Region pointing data
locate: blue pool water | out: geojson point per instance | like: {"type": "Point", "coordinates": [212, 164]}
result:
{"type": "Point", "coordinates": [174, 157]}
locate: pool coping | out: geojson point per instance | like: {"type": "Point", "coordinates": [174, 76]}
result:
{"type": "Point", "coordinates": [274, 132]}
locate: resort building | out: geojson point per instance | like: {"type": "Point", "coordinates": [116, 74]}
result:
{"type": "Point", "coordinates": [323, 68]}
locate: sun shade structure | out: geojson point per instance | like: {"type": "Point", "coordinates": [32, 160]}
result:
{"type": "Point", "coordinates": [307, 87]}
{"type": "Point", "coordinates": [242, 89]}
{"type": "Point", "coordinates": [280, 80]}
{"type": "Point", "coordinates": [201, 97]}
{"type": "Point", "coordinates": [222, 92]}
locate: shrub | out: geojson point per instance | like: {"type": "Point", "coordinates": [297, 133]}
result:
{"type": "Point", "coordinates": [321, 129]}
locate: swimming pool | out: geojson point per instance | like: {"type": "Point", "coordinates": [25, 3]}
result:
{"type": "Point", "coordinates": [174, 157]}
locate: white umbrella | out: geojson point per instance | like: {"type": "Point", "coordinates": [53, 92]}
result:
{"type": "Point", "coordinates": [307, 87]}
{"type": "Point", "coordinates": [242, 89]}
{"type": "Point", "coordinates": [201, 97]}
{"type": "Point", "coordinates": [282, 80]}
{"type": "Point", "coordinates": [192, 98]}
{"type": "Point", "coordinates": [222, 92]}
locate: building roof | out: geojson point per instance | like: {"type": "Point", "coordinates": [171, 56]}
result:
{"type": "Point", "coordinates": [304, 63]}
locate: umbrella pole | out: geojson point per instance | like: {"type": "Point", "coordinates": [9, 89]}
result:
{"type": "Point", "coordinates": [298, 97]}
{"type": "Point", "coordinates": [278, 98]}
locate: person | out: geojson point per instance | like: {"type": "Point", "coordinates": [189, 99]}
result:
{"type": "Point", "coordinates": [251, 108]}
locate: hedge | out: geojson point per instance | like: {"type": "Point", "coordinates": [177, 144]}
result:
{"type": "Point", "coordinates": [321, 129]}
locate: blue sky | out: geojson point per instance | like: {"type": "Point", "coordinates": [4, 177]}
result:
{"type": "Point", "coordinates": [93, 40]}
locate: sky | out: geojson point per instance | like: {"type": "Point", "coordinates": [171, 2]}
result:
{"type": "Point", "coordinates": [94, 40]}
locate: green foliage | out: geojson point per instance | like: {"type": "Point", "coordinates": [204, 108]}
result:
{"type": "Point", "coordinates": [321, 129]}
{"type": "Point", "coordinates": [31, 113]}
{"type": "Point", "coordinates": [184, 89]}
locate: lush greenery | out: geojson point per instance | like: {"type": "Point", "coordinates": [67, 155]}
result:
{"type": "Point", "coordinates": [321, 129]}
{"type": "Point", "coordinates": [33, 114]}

→ **Description of the task**: Lines in the data that hold "building" must be located and copied.

→ **Exercise output**:
locate: resort building | out: geojson point per instance | like: {"type": "Point", "coordinates": [116, 74]}
locate: building roof | out: geojson point per instance | like: {"type": "Point", "coordinates": [171, 56]}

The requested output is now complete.